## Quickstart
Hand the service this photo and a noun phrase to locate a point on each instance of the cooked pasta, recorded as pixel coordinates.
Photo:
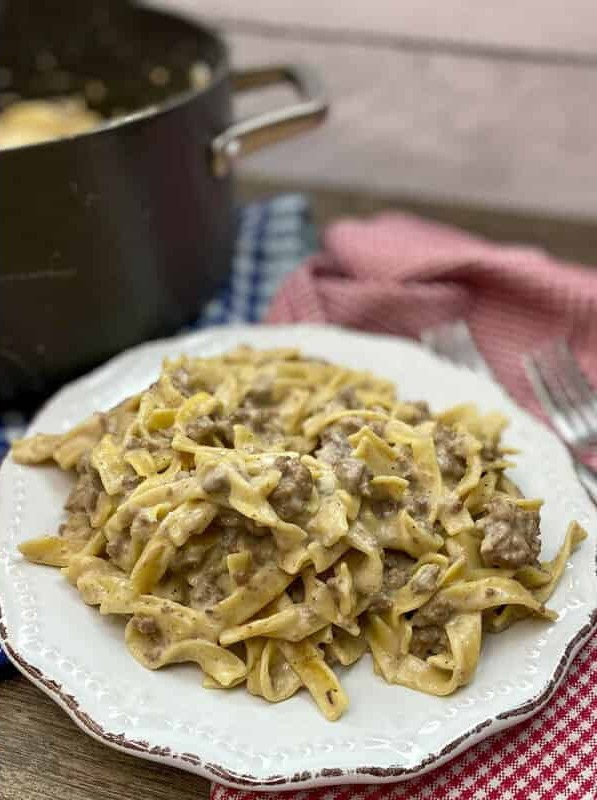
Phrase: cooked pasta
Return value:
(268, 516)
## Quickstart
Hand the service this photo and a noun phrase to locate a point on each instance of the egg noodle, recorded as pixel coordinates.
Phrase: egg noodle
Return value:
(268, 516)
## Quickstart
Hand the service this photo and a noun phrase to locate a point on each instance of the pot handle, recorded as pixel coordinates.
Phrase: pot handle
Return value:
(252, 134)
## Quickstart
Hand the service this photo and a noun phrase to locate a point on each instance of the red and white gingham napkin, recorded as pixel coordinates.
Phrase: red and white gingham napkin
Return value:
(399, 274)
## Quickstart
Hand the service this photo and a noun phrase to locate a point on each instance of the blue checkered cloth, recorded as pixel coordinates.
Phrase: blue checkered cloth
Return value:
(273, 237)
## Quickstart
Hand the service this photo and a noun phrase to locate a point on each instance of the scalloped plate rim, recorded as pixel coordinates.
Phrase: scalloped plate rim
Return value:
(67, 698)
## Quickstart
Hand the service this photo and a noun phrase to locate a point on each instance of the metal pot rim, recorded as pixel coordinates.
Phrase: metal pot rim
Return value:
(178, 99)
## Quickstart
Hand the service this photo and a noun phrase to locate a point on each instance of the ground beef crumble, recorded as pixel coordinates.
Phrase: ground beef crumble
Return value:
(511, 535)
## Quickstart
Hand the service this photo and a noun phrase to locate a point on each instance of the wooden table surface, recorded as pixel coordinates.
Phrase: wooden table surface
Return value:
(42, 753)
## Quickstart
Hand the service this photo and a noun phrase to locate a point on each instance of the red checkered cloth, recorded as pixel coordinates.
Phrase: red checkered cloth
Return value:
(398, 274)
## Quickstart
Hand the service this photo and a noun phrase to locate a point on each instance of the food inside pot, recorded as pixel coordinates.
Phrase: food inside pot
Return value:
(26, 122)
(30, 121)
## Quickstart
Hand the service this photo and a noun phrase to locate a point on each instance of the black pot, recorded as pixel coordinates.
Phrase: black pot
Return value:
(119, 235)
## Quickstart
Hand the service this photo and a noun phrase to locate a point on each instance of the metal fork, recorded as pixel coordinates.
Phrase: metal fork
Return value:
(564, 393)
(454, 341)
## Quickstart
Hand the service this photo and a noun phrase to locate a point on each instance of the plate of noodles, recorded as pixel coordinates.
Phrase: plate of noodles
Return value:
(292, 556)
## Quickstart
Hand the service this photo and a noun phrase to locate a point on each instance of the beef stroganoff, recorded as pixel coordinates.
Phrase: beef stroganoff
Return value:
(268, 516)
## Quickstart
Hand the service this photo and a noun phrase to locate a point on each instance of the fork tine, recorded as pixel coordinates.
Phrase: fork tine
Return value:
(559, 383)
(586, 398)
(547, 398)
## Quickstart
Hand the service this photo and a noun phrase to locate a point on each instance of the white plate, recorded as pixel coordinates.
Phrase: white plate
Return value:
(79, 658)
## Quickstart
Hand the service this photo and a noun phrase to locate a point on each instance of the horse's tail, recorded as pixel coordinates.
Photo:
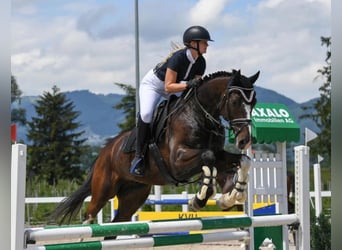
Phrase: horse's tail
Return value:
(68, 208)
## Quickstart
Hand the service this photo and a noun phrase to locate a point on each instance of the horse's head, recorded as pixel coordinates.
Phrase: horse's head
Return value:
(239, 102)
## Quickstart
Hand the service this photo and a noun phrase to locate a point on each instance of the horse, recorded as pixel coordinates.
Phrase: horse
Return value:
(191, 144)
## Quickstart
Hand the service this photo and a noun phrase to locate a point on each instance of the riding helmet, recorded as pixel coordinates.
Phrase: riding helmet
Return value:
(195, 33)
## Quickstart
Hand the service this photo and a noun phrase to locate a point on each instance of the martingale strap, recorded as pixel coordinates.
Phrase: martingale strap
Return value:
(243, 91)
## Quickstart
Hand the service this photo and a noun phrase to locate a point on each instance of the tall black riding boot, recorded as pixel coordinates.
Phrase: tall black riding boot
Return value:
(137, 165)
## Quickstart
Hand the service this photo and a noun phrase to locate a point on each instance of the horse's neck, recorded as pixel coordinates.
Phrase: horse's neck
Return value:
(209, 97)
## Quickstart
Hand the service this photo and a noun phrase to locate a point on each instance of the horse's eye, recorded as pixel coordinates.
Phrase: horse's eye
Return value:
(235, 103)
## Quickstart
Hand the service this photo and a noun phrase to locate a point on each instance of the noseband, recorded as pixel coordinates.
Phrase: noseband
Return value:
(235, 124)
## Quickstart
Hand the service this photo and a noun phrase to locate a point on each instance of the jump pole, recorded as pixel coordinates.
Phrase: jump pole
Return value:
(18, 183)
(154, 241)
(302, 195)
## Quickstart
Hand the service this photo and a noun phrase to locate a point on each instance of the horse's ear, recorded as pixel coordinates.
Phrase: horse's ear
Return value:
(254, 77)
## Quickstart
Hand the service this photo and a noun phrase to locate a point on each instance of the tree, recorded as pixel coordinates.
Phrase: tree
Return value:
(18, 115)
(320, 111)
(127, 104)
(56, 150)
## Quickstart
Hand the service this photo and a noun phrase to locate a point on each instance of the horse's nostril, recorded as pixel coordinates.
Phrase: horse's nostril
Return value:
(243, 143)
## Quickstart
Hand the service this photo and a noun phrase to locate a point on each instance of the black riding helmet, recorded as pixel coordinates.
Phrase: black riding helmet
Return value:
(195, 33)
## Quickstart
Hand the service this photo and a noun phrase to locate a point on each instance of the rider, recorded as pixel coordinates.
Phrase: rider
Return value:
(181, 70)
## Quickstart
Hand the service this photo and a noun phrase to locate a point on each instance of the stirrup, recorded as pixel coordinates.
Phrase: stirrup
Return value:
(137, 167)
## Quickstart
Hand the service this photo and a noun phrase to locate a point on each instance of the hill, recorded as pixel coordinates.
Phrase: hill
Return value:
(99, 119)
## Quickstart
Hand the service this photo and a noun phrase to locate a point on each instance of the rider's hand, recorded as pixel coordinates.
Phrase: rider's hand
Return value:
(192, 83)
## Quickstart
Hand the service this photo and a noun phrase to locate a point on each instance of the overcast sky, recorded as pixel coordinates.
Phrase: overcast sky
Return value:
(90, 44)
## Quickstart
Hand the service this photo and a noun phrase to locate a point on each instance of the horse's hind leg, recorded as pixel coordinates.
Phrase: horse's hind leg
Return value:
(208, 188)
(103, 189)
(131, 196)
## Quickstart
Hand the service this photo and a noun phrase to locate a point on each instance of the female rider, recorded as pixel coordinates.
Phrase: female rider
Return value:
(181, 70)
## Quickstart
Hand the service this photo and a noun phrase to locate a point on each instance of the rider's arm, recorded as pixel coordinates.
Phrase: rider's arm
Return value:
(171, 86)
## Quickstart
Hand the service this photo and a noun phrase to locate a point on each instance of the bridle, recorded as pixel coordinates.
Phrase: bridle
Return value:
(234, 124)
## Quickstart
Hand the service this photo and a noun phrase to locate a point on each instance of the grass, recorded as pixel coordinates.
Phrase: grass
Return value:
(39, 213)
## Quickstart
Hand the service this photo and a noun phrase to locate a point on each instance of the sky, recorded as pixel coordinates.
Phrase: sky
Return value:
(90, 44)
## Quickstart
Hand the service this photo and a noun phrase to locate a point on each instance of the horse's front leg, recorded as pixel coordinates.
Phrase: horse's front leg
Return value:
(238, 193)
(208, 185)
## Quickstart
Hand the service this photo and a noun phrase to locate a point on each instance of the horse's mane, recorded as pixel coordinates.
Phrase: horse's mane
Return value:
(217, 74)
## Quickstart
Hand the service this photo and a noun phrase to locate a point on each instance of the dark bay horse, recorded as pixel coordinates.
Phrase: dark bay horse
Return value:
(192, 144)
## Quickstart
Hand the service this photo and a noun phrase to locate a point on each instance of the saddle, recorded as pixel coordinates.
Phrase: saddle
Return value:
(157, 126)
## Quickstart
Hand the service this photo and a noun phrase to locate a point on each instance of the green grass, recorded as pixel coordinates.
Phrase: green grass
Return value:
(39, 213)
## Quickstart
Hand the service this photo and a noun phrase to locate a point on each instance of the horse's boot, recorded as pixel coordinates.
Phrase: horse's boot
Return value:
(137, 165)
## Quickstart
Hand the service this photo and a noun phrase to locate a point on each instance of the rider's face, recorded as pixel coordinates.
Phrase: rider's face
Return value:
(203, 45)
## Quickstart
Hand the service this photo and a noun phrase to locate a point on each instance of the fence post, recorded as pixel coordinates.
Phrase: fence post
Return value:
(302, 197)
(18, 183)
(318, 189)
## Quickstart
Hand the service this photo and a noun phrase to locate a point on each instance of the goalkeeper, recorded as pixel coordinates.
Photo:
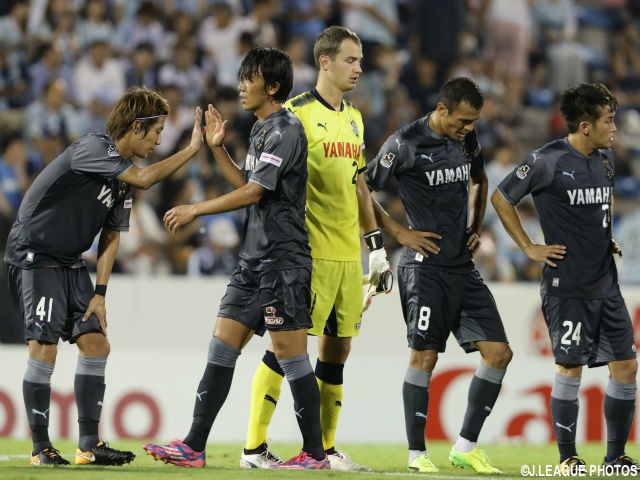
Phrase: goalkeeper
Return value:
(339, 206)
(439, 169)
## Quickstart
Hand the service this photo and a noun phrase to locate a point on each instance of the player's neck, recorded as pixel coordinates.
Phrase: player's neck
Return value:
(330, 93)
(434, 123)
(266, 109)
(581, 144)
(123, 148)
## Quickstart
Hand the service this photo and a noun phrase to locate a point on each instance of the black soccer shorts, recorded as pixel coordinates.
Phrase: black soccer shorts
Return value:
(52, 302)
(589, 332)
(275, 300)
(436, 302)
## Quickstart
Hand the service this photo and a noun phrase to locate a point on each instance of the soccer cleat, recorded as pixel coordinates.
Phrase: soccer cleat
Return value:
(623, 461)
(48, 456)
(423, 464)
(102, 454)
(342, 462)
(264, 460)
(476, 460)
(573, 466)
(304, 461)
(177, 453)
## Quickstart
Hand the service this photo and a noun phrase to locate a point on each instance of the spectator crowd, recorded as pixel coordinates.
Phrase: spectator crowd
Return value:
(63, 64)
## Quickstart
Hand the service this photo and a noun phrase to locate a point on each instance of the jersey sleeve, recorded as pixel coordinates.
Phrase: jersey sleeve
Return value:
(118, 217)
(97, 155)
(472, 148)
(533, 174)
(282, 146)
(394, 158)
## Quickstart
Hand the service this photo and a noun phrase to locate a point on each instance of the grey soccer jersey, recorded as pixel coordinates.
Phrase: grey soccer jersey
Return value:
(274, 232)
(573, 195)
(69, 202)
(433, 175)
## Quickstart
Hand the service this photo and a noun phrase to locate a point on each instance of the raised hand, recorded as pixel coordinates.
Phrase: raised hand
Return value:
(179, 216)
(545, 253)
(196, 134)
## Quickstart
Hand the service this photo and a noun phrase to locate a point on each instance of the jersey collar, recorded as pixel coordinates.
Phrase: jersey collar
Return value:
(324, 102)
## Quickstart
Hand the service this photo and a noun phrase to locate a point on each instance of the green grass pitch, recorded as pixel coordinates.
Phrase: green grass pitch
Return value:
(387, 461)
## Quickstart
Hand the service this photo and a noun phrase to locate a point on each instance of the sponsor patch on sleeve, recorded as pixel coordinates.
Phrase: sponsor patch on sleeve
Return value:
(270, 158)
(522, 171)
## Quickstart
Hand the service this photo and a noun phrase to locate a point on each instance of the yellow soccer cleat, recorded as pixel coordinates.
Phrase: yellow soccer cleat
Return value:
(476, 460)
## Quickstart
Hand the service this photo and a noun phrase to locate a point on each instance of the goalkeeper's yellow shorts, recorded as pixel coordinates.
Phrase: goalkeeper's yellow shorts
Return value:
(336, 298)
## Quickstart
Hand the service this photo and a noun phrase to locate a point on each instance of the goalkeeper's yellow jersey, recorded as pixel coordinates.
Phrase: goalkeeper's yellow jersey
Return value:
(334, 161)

◆ ◆ ◆ ◆ ◆ ◆ ◆

#### Exercise description
Restate each line from the start of the listing through the line bearing "Phrase: red and white gingham napkin" word for word. Drop the pictures.

#### Response box
## Quickstart
Hand the service this photo and a noun phrase to locate a point on each instance of the cooked pasta, recorded as pixel coordinates.
Photo:
Phrase: cooked pasta
Return value:
(268, 516)
## Quickstart
Hand the service this photo and a noun phrase to locate a point on each instance of the egg noodle, recorded as pixel coordinates.
Phrase: egg noodle
Return value:
(268, 516)
## Quickstart
Hand the service this photo and a noun phrase to locate a point on each instance of the pot handle, recorded as pixel coordinates.
Phrase: pot handle
Return value:
(252, 134)
## Quickstart
Hand the service this photo and a noun phrase to locate a point on each instance of the red and white gingham napkin, recorded as pixel coordinates.
Phrase: red and white gingham napkin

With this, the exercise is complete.